- _Required work_
Write out all of the data again, exactly as it reads.

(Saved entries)
—————
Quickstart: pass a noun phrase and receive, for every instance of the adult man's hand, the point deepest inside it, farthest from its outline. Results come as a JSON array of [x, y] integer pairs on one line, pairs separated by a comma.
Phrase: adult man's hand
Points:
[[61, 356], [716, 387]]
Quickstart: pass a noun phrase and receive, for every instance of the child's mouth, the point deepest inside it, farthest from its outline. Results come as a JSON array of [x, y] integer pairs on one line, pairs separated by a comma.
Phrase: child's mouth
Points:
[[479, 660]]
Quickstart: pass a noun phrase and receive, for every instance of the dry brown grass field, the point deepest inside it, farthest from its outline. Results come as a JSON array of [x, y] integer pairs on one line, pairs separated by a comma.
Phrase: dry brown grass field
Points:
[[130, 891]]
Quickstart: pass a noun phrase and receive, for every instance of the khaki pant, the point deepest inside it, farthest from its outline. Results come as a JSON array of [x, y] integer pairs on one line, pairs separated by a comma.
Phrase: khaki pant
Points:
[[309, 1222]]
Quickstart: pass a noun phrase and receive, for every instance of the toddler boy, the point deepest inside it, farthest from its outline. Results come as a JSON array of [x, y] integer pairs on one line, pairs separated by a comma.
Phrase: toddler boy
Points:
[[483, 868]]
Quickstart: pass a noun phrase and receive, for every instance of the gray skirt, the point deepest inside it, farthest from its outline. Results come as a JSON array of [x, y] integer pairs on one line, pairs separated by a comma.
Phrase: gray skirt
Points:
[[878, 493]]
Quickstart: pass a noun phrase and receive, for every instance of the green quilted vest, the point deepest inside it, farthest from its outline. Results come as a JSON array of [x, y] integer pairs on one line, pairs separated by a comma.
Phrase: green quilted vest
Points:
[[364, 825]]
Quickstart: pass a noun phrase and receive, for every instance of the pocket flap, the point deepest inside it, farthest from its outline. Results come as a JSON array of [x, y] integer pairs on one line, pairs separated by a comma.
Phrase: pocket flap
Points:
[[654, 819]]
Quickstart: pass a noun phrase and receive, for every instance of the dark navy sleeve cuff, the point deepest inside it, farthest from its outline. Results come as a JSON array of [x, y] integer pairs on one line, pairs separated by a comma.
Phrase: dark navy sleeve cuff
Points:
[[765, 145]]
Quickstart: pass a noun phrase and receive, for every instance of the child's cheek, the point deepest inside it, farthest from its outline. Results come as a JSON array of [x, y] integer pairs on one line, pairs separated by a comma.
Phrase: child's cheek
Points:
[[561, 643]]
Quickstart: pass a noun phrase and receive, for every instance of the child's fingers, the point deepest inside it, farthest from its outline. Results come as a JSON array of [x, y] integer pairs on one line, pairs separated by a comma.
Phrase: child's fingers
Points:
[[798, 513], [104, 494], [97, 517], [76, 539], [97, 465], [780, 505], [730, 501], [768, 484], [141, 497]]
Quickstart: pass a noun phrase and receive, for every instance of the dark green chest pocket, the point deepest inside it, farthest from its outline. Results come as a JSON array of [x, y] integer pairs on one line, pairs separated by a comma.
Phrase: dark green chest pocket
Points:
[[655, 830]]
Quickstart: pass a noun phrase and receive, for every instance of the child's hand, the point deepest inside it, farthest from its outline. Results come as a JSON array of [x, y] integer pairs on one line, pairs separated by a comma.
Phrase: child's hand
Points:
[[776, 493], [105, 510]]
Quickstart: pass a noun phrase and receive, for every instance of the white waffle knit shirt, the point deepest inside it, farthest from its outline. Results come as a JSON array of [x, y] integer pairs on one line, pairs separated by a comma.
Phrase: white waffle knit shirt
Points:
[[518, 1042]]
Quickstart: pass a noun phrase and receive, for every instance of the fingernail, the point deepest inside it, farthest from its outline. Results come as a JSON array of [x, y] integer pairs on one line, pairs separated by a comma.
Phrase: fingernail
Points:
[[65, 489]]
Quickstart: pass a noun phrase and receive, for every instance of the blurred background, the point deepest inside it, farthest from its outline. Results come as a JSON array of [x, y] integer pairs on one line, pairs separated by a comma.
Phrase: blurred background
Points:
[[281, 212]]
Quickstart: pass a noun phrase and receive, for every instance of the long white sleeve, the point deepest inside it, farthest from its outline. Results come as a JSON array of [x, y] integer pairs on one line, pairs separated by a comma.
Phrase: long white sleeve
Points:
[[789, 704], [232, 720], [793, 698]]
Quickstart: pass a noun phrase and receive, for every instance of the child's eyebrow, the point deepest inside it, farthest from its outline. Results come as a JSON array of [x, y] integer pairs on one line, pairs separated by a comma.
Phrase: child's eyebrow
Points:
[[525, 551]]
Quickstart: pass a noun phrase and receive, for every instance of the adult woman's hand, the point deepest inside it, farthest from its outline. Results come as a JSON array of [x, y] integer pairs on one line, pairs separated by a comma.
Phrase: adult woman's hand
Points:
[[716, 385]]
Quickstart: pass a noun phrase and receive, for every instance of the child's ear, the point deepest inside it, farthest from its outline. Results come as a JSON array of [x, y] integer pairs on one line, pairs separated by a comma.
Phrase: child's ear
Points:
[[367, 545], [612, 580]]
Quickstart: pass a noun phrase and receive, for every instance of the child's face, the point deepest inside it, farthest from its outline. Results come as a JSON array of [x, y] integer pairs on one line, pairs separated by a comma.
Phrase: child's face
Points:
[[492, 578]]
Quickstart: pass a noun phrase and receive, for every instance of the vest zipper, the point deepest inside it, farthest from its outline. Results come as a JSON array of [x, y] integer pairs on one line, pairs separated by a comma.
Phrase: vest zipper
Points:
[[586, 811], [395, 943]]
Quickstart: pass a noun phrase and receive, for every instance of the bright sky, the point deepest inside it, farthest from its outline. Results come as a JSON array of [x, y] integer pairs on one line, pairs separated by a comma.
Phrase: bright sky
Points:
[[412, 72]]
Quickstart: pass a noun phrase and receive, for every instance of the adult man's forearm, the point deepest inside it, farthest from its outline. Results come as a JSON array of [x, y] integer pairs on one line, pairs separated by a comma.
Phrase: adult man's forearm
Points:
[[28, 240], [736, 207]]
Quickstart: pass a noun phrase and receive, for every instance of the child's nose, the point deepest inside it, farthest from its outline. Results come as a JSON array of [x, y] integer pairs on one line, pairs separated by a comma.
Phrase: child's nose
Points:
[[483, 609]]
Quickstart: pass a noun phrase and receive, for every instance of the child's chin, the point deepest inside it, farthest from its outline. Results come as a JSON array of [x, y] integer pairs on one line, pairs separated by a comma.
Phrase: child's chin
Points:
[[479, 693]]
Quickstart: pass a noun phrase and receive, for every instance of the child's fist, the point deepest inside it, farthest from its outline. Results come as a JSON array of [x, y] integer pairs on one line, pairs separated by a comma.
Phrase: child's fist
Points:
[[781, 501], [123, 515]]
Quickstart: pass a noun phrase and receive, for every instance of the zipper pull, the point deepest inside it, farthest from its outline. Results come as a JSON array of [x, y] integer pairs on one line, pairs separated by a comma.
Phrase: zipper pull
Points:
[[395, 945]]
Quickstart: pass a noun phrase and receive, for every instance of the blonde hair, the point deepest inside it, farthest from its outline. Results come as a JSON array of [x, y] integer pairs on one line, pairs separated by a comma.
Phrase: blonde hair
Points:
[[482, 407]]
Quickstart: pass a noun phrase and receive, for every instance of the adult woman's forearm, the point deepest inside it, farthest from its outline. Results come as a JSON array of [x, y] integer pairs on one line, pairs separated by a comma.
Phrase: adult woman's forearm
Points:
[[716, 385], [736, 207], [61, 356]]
—————
- _Task response_
Quickstart: pass a noun phrase and receive, for every instance of the adult man's hand, the point deepest inside it, farthest from its outline. Results come as a JSON array of [x, y] integer pairs on one line, pairs separated by a comma.
Phrase: adult man's hand
Points:
[[61, 356], [716, 387]]
Quickstart: pass a noun phrase and receive, for every instance of the child's mouth, the point deepest inside it, farthest from its outline. Results come as a JSON array of [x, y] integer pairs on one line, pairs separated by a comma.
Phrase: child's mouth
Points:
[[479, 660]]
Quickstart: pass a noun phrase and receive, for every instance of the dry brown grass field, the point deepest inside it, farthest from its outline. Results come as a JSON array of [x, y] integer pairs on one line, pairs separated by a comma.
Phrase: dry brown grass field
Points:
[[130, 891]]
Quickstart: pass a noun phrase and receive, for every instance of the khaki pant, the point deepest inside it, farthest from its outline. Results come as a JSON array of [x, y] integer pairs on one line, pairs separated by a comma.
Phrase: khaki pant
Points:
[[309, 1222]]
Quickstart: pass a noun phrase and receive, for every instance of the toddler boy, the point deepest inside it, farthest from its outline. Results come as a JSON array of [x, y] integer pairs on one line, pairs separated by a comma.
Phrase: toddler boy
Points:
[[483, 868]]
Quickstart: pass a noun phrase and receive, for every instance of the gray skirt, the point deepest inside it, farthest from its outline. Results come as a JSON array of [x, y] integer pairs on one line, pairs separated by a comma.
Phrase: gray skirt
Points:
[[878, 493]]
Quickstart: pass a noun phrase and receive, for every instance of the green quilted vest, the point deepest inside it, farthest from its outline. Results come as a JSON array of [x, y] integer pairs on one line, pairs separated by a comma.
Phrase: green quilted vest
Points:
[[364, 825]]
Quickstart: pass a noun phrase and receive, for every instance of the pocket flap, the point deepest inside it, farthest from its outline. Results come as a JSON array of [x, y] integer pairs on one line, pairs separated by a comma.
Phrase: pocket flap
Points:
[[654, 819]]
Quickstart: pass a noun phrase and receive, for every instance of the dark navy sleeve cuff, the point deepest inside it, farthest from its outline. Results come as a JSON array of [x, y] integer pairs on one line, pairs separated by a comma.
Phrase: dark navy sleeve cuff
Points:
[[765, 145]]
Quickstart: pass a noun phrase and receive, for every instance of the child's cheek, the point deepest inside it, farthest from its outline. Results come as a JSON array of [x, y] integer pairs on one line, pairs separated by a comma.
Phrase: child's cheek
Points:
[[561, 643]]
Quickstart: pass a noun phrase and receive, for every instance of the child's fingers, the point deepest inside it, farthest from its outline. Results come as a JSON array of [x, y] integer pairs on one line, pairs separated by a comma.
Phrase: child's fingers
Points:
[[798, 513], [104, 494], [97, 517], [76, 539], [97, 465], [780, 505], [730, 501], [768, 484], [141, 497]]
Quickstart: pass a noun phrase and receive, for every instance of the dark green chest pocket, the point deepest inside it, farthest from its outline. Results come as a JSON array of [x, y] integer pairs on one line, pairs separated by a comma.
Phrase: dark green chest pocket
Points:
[[655, 830]]
Quickstart: pass a noun phrase and receive, for every instance of the child's hand, the point deepest inside it, farthest from its outline. Results come as a JSON array of [x, y] integer pairs on one line, pairs separated by a comma.
Phrase: child's hand
Points:
[[776, 493], [105, 510]]
Quickstart: pass a noun phrase and receive, for every instance of the white waffle knit shirt, the point deepest inside it, farthest from its outline. Results come as a JSON array of [x, y] integer pairs on one line, pairs separated by a comma.
Phrase: white waffle knit shirt
Points:
[[518, 1042]]
Quickstart: pass a noun phrase and receive, for every instance of the fingernail, the point deepest inside it, farthest from its outline. Results come as a JSON array of [x, y] integer pairs on one line, pairs separated by a comma.
Phrase: fingernail
Points:
[[65, 489]]
Quickstart: pass a noun phrase and receive, for every instance of the blurred background, the point deepest inside it, farthest from its outline. Results come as a JSON array of [x, y] integer pairs on one line, pairs separated by a comma.
Phrase: blurred background
Points:
[[281, 212]]
Quickstart: pass a noun phrase and receive, for every instance of the long white sleeve, the point deepest inside it, farthest from its outline. Results come as a JSON array of [x, y] integer pairs on one line, pairs separated by a comma.
Phrase: long white sleeve
Points:
[[789, 704], [232, 720], [793, 698]]
Quickstart: pass a noun phrase and receive, for every instance of the child's eyebrow, the point deepest inside it, farthest from its outline. Results come as a JSON array of [x, y] integer pairs on one line, pairs separated by a comma.
Phrase: child's eyebrow
Points:
[[525, 551]]
Quickstart: pass a noun phrase and receive, for every instance of the adult woman's hand, the point deepest inside it, farthest from its outline. Results come as a JSON array of [x, y] integer pairs on one line, pairs separated by a comma.
Phrase: adult woman's hand
Points:
[[716, 385]]
Quickstart: pass a noun phrase and receive, for every instance of the child's ear, the point deepest inside it, farthest from its outline. Results come as a JSON array of [x, y] integer pairs on one line, pairs separated by a comma.
Phrase: child's ear
Points:
[[367, 545], [612, 580]]
Quickstart: pass a noun phrase and receive, for every instance of the child's face, the point deepest inside it, farthest from its outline. Results come as a JSON array of [x, y] integer pairs on one line, pairs separated by a comma.
Phrase: child's face
Points:
[[492, 578]]
Quickstart: pass a noun phrase and receive, for every instance of the vest zipper, the point deepest inside it, farthest from its outline. Results come as a JSON array of [x, y] integer pairs on one line, pairs separated by a comma.
Phrase: vest zipper
Points:
[[586, 811], [395, 943]]
Quickstart: pass a noun phrase and receive, for every instance of the bright sky, the point deepest inside it, farthest from its outline. Results come as a JSON array of [x, y] integer pairs on one line, pairs separated by a comma.
Phrase: bright sky
Points:
[[412, 72]]
Quickstart: pass a noun phrase and receive, for every instance of the adult man's forearm, the point deepest inside it, farthest from its outline. Results come as a JSON array of [x, y] integer pairs on one line, pairs separated by a comma.
Phrase: adult man's forearm
Points:
[[28, 240], [736, 207]]
Quickstart: pass a noun phrase and receive, for every instance of the child's nose, the point deepest inside it, farthest from its outline. Results come as a JSON array of [x, y] integer pairs on one line, pairs separated by a comma.
Phrase: child's nose
Points:
[[483, 609]]
Quickstart: pass a noun phrase and receive, for every instance of the child's chin, the point deepest inside it, farthest from its outline. Results come as a JSON array of [x, y] integer pairs on one line, pairs separated by a comma.
Phrase: child's chin
Points:
[[479, 693]]
Quickstart: pass a noun phrase and receive, for every instance of the child's fist, the point deepest inside it, farthest from its outline. Results come as a JSON array of [x, y] integer pairs on one line, pairs separated by a comma.
Phrase: child's fist
Points:
[[781, 501], [123, 515]]
Quickstart: pass a noun phrase and receive, for every instance of the zipper pull, the point deepest inside it, farthest from its outline. Results come as a JSON array of [x, y] integer pairs on one line, pairs separated by a comma.
Phrase: zipper pull
Points:
[[395, 945]]
Quickstart: pass a noun phrase and receive, for every instance of the blonde hair, the point deepest inside it, farthest from its outline. Results come as a JSON array of [x, y] integer pairs on one line, pairs separated by a comma.
Phrase: blonde hair
Points:
[[482, 407]]
Quickstart: pass a noun phrase and receive, for every instance of the adult woman's forearm, the point deepest inside it, farthest from its outline. Results come as a JSON array of [x, y] integer pairs on one line, pairs separated by a comma.
Phrase: adult woman's forearm
Points:
[[716, 385], [736, 207], [61, 356]]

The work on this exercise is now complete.